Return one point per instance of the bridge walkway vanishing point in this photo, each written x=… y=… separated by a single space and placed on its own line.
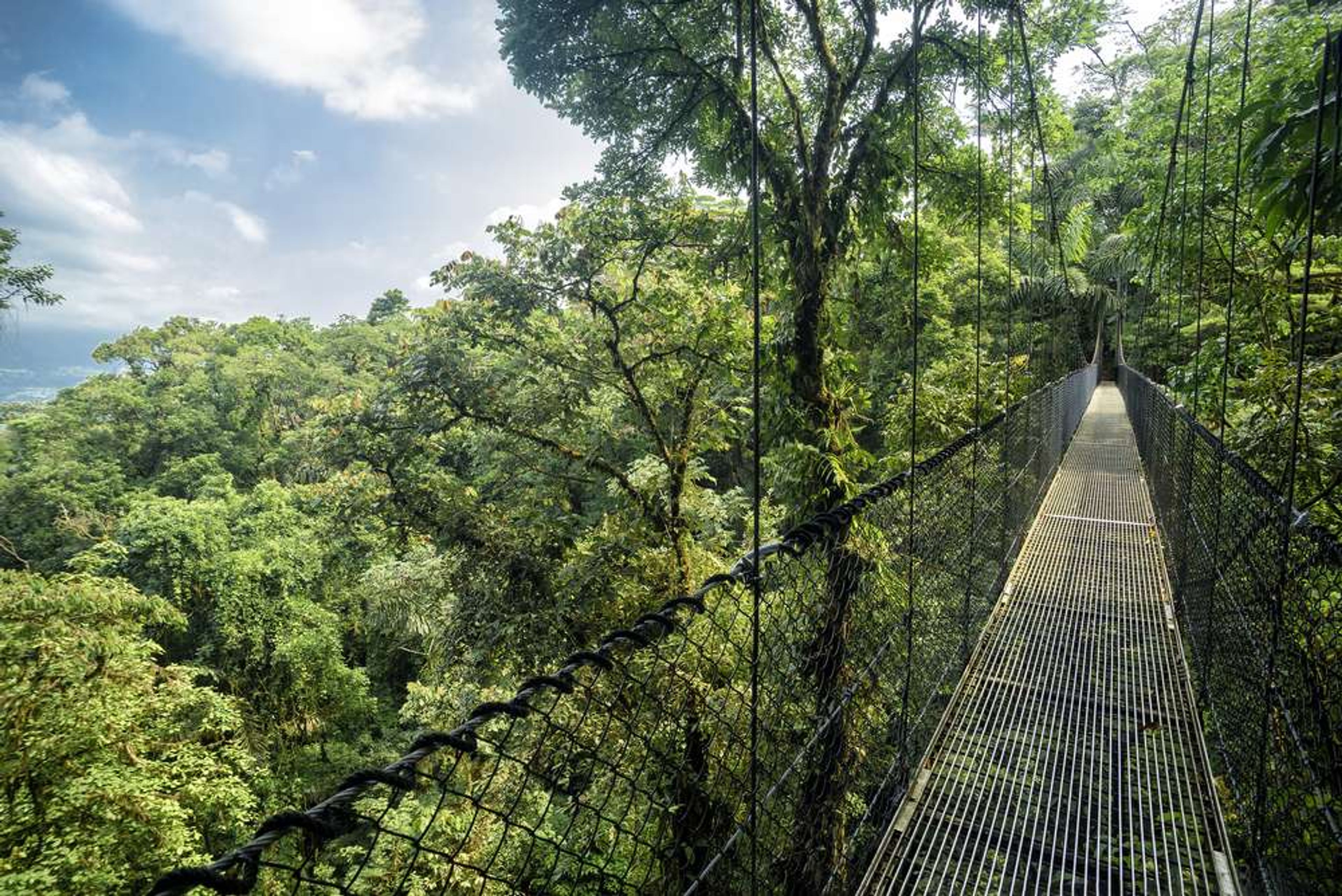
x=1070 y=758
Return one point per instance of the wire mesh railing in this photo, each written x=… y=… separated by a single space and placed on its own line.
x=630 y=768
x=1259 y=596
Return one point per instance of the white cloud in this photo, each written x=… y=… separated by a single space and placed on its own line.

## Direction
Rewrite all of the material above with "photo" changed to "image" everywhere it appears, keeping everything else the same and leaving out the pictures.

## Solution to this problem
Return one point per instance of the bridge walkway vanishing point in this image, each written x=… y=… separated by a single space and placed on its own line.
x=1070 y=758
Return one point per instance of the wire mesh railing in this image, each written x=… y=… separated by a single space and placed on its own line.
x=630 y=768
x=1259 y=596
Return one point per instance of the white cloud in this image, each written x=… y=… separated by a single space and placed on its own line.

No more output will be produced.